**Work to do:**
Answer these questions from the text on graduate income premiums, one per line:
1. According to Education at a Glance, how much more do US degree holders earn than people with upper secondary and post-secondary non-tertiary education?
2. Between 2001 and 2005, how did the income premium for bachelor-degree-only holders over people with Year 12 education only change?
3. By how much a week did the real income of average full-time bachelor degree holders rise in those years?

**Given text:**
_ _ _ _

But if, as Labor MPs are fond of pointing out when it is taxpayers’ money being spent, education is an ‘investment’ then what matters here is not just what students spend, but what they get in return for their money. One reason US universities have been able to charge relatively high sums is that the income premium from having a degree is high in America compared to other countries. In Education at a Glance it is put at 81% more than people with ‘upper secondary and post-secondary non-tertiary education’, while Australian graduates in 2001 earned only 43% more. Australia’s high minimum wage is part of the explanation, but perhaps also a disinclination by Australian employers to pay too much for the standard-product Australian graduate.

Without any politicians noticing, the ABS has recently issued the latest Education and Training Experience survey, which we can compare with earlier surveys. Intriguingly, this suggests that the income premium for bachelor degree only holders over people with Year 12 education only (I can’t replicate the OECD comparison on the published figures) went down between 2001 and 2005, from 50% to 47%. Using the RBA’s handy inflation calculator I estimate that average full-time bachelor degree holders’ income went up in real terms by a miserable $4 a week in those years, compared to $21 for people with a Year 12 education only (2005 $).

_ _ _ _

**Entries shown:**
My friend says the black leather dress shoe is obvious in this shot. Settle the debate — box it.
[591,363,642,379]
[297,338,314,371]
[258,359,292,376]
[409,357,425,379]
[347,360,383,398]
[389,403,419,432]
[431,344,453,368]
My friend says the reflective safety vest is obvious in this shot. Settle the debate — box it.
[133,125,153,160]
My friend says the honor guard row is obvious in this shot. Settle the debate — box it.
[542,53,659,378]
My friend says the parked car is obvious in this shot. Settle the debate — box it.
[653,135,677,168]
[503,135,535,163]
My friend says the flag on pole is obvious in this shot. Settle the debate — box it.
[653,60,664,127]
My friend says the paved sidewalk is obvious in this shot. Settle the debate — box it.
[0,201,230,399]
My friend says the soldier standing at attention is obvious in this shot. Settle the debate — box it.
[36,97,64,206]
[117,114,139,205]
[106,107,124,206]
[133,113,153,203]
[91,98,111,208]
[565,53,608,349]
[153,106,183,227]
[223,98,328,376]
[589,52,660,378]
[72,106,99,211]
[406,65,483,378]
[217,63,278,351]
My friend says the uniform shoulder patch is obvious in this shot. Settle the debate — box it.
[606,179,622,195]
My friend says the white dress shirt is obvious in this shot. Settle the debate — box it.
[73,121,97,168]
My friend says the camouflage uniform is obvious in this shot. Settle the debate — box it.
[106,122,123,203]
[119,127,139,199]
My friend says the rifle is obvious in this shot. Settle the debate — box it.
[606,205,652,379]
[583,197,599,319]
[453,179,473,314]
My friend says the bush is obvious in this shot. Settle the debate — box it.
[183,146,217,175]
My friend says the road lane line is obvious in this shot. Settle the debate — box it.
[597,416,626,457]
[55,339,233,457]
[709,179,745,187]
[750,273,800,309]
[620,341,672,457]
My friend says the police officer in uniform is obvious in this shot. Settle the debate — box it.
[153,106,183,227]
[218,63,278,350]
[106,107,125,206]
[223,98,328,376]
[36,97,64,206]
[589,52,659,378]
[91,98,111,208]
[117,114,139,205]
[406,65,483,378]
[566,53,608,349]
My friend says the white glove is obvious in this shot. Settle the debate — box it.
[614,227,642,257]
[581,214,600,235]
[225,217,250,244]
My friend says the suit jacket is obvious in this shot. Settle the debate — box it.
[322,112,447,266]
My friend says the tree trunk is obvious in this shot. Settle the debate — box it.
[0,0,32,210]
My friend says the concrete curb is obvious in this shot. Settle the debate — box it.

_ _ _ _

**Solved problem:**
1. 81% more.
2. It went down, from 50% to 47%.
3. By $4 a week (in 2005 dollars).